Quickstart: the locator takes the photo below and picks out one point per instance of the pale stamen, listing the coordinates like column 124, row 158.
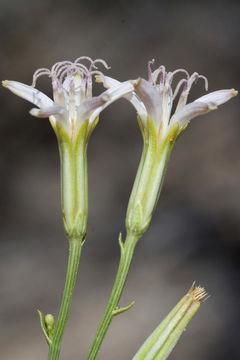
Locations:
column 103, row 62
column 181, row 82
column 38, row 73
column 150, row 77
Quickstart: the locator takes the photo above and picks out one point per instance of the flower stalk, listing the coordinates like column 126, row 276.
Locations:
column 127, row 250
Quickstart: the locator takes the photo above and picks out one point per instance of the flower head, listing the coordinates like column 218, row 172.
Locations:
column 161, row 121
column 154, row 98
column 72, row 103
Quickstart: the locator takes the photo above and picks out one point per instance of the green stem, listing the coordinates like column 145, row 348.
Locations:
column 127, row 250
column 75, row 246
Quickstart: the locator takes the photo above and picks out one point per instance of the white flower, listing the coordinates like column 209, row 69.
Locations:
column 72, row 102
column 154, row 98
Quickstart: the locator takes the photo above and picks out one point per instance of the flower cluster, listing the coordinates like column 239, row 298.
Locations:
column 154, row 98
column 72, row 103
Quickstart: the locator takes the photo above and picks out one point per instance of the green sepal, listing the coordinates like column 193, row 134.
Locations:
column 161, row 342
column 44, row 327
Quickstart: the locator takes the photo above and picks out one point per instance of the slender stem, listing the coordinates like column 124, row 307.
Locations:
column 127, row 250
column 75, row 247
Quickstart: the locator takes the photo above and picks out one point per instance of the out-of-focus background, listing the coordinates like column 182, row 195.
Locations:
column 194, row 234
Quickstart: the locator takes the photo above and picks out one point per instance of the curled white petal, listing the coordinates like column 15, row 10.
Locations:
column 28, row 93
column 109, row 82
column 149, row 95
column 88, row 106
column 218, row 97
column 111, row 95
column 190, row 111
column 46, row 112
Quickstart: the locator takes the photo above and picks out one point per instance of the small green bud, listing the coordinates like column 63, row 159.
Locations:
column 162, row 341
column 149, row 179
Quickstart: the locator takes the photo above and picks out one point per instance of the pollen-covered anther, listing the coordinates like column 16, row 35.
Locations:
column 197, row 293
column 105, row 98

### TASK
Check each line above for the string "white" and copy the ones that have it.

### ANSWER FOR THE TASK
Quickstart: the locator takes the photo above and picks out one point per instance of the white flower, listing the coordinates like column 209, row 69.
Quickstart: the locator takes the photo above and picks out one point per instance of the curled white petal, listing the coordinates like column 15, row 10.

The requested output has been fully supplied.